-- Set exercise --
Return the data below word for word, with every line unchanged and in its original order.

-- Given data --
┌──
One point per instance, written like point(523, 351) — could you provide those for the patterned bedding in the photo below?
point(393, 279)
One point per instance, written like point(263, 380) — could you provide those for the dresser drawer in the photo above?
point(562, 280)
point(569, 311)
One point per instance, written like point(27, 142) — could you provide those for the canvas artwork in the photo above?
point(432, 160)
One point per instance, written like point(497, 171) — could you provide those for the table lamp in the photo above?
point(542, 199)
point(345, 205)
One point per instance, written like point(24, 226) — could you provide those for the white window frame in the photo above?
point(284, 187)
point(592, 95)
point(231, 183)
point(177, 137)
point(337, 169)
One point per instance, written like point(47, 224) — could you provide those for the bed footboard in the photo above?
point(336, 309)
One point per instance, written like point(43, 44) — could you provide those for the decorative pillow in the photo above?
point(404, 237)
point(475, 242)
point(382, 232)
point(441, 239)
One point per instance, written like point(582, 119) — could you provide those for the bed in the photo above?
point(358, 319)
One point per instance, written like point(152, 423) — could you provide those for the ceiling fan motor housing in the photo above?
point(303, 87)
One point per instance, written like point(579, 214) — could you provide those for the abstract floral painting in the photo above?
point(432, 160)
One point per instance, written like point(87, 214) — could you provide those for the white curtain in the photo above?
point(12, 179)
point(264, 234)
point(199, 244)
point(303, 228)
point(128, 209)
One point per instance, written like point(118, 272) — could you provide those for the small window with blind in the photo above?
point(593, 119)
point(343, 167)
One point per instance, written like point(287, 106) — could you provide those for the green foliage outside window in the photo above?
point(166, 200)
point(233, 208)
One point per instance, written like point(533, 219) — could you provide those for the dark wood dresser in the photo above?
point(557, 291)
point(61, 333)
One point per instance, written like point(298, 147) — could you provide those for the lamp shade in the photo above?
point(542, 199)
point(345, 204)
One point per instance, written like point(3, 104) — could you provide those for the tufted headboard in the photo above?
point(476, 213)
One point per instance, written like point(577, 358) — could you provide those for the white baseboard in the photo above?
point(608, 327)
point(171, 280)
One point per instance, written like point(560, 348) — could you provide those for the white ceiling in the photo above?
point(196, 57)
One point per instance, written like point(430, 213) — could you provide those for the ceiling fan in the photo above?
└──
-- Worked answer --
One point per instance, written like point(523, 351) — could you provide those for the patterned bedding in the photo below?
point(393, 279)
One point per instance, written like point(263, 380) — could you provide those for the dresser drawer in the photo above?
point(562, 280)
point(569, 311)
One point per instance, written like point(27, 142) — could you provide those for the canvas artwork in the photo above?
point(432, 160)
One point per instance, written like point(497, 171) — could you provide those for the table lamp in the photo above?
point(542, 199)
point(345, 205)
One point per instance, written like point(24, 226) — could you provide those for the white window frame in the photo above?
point(284, 187)
point(592, 95)
point(231, 183)
point(177, 137)
point(337, 169)
One point per instance, written like point(47, 224) — could you provide those for the bed footboard in the photo above?
point(336, 309)
One point per instance, written like point(43, 44) — could you provide those for the decorative pillow in the photo above?
point(404, 237)
point(475, 242)
point(382, 232)
point(441, 239)
One point per instance, written like point(582, 119) — could you provide those for the bed in the photo above?
point(358, 319)
One point per instance, written like point(152, 423) — could you provide those for the ceiling fan motor housing in the photo above?
point(303, 87)
One point per instance, written like point(579, 214) — could you provide those for the abstract floral painting in the photo above?
point(432, 160)
One point per instance, written like point(87, 214) — could you provide those for the white curtain in the photo above?
point(12, 179)
point(264, 234)
point(199, 244)
point(303, 228)
point(128, 209)
One point per instance, written like point(118, 272) — could you provide those for the small window with blind in the photo above?
point(593, 119)
point(343, 167)
One point per instance, written like point(287, 106) — could you provide those for the green foliage outside window in the photo above?
point(166, 200)
point(233, 208)
One point per instance, written like point(533, 219) — could you provide those for the dark wood dresser in the photo above?
point(557, 291)
point(61, 333)
One point per instance, written like point(298, 147) — could you provide those for the lamp shade in the photo above?
point(542, 199)
point(345, 204)
One point per instance, written like point(3, 104) — could you provide those for the tufted headboard in the photo above?
point(476, 213)
One point per instance, written like point(577, 358) — could you provide those for the white baseboard in the photo above?
point(608, 327)
point(171, 280)
One point per instance, written like point(560, 348) — could you provide those for the white ceiling in the photo above?
point(196, 57)
One point per instance, written like point(430, 213) — could you provide those for the ceiling fan in the photo above?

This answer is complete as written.